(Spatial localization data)
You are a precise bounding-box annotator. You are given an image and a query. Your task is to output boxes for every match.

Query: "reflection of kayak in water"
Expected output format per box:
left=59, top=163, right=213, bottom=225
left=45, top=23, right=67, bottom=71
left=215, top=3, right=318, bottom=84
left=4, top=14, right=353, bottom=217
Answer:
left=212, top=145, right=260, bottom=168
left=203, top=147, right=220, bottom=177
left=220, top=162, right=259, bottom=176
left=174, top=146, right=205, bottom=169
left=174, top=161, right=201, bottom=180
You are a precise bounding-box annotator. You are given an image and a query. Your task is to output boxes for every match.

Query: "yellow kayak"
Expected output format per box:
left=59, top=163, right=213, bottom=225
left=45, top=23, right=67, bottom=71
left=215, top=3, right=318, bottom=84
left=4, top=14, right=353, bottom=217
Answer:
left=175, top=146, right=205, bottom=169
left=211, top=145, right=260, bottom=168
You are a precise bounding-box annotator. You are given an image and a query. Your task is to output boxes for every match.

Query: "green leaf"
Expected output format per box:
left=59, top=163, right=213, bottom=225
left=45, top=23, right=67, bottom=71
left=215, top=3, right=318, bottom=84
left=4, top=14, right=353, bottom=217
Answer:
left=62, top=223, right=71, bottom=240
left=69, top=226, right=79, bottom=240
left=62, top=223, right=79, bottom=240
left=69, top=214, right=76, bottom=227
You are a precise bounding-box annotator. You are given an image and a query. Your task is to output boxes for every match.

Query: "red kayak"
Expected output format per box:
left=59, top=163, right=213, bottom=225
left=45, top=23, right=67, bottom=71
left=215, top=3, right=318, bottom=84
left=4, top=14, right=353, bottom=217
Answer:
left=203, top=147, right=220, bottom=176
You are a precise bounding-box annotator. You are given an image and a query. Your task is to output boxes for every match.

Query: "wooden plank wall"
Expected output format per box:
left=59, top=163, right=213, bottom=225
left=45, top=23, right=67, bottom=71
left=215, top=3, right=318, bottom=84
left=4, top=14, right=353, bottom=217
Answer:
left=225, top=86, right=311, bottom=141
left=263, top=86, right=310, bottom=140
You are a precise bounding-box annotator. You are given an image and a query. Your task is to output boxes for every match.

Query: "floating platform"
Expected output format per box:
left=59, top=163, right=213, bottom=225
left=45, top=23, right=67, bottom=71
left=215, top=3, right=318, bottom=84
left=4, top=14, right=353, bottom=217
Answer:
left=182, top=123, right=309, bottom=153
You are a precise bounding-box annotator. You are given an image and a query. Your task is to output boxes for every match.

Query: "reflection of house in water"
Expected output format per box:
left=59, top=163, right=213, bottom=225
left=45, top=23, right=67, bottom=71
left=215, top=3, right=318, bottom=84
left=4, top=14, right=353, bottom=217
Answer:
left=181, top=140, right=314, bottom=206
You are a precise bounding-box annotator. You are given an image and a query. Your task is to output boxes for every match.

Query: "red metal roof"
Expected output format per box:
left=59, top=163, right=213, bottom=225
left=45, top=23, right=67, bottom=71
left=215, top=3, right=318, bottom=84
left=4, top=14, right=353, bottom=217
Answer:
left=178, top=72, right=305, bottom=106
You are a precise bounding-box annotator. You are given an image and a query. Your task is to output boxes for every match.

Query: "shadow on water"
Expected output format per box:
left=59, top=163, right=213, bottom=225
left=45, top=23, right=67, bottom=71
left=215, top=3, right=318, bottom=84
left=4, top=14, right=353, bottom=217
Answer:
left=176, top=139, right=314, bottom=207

_WHAT THE TASK ASKS_
Return the total of lines in these records that hold "water", without any other words.

_SOLUTION FOR THIS TASK_
3